* Yapılacak İşler:
1. Cumhuriyet yazısında "Zaten Osmanlı İmparatorluğu" ifadesinden "şeriat devleti olunmaz." ifadesine kadar olan kısmı, hiçbir değişiklik yapmadan aynen yazın.
2. Cumhuriyet yazısında geçen bütün yılları, metindeki geçiş sırasına göre sıralayın.

“Cumhuriyet fazilettir. ATATÜRK” 29 Ekim 2023 tarihi cumhuriyetimizin 100. Yılıdır. Kutlu olsun. Cumhuriyeti bize armağan eden Gazi Mustafa Kemal ATATÜRK’e minnettarlığımızı sunarken Onu burada rahmetle anarım.
Anadolu coğrafyasında bu günkü anlayışa göre millet ve devlet oluşumuz süreci 1071 Malazgirt Savaşıyla başlamış günümüze gelinmiştir. Bu süreç içerisinde Türk devleti varlığını muhafaza etmiş iktidar Selçuklu Hanedanlığından Osmanoğulları hanedanlığına, oradan da Cumhuriyet rejimine gelinmiştir. Haklı bir bakış açısına göre Türk aydını olan Mustafa Kemal ve arkadaşları Osmanlı devletini yıkmamış, babadan oğula geçen tek kişi rejimi olan iktidarı (saltanatı) halkın kendi iradesiyle seçtiği temsilcilerine vermiştir.
Mustafa Kemal ATATÜRK cumhur-i bir rejim kurmayı bir gece rüyasında görüp uygulamaya geçmemiştir. Batıdaki gelişmeleri yakından takip eden bir kısım Osmanlı aydınları 1789 Fransız İhtilaline yabancı kalmamışlardır. 19. Yüzyıldan itibaren batıdaki gelişmeleri takip edip, Osmanlı Devletinin içinde bulunduğu açmazlar ile sosyal yapısını mukayese etmeye başlamışlardır. Bu fikri gelişmeler sonucu bizi cumhuriyete götürmüştür.
Zaten Osmanlı İmparatorluğu 1683 yılında Viyana kuşatması bozgunu ile başlayan duraklama ve ardından gelen gerileme dönemine girmişti. I. Dünya Savaşı ile ateş çemberine giren Osmanlı Devletinde iktidar değişimi olmasaydı kurucu unsur olan Türklerden oluşan devlet yıkılıp, tarihe karışacaktı.
Türk Milleti makûs talihini yenerek Mustafa Kemal ATATÜRK’ün önderliğinde 29 Ekim 1923 tarihinde Cumhuriyeti kurdu. Ülkemizde son zamanlarda cumhuriyet rejimine bir kısım çevreler karşı çıkarken bunun şeriata uygun olmadığına vurgu yapmaktadırlar. Tarihi süreç içerisinde Hazreti Peygamber zamanından beri İslam âleminde şeriat devleti olmamıştır. Devlette Kur’an’ın emir ve yasaklarını dikkate almakla şeriat devleti olunmaz.

* Kaynak Veriler:
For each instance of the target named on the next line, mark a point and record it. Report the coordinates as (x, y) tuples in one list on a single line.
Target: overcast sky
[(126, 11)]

* Sonuçlar:
1.
Zaten Osmanlı İmparatorluğu 1683 yılında Viyana kuşatması bozgunu ile başlayan duraklama ve ardından gelen gerileme dönemine girmişti. I. Dünya Savaşı ile ateş çemberine giren Osmanlı Devletinde iktidar değişimi olmasaydı kurucu unsur olan Türklerden oluşan devlet yıkılıp, tarihe karışacaktı.
Türk Milleti makûs talihini yenerek Mustafa Kemal ATATÜRK’ün önderliğinde 29 Ekim 1923 tarihinde Cumhuriyeti kurdu. Ülkemizde son zamanlarda cumhuriyet rejimine bir kısım çevreler karşı çıkarken bunun şeriata uygun olmadığına vurgu yapmaktadırlar. Tarihi süreç içerisinde Hazreti Peygamber zamanından beri İslam âleminde şeriat devleti olmamıştır. Devlette Kur’an’ın emir ve yasaklarını dikkate almakla şeriat devleti olunmaz.

2. 2023, 1071, 1789, 1683, 1923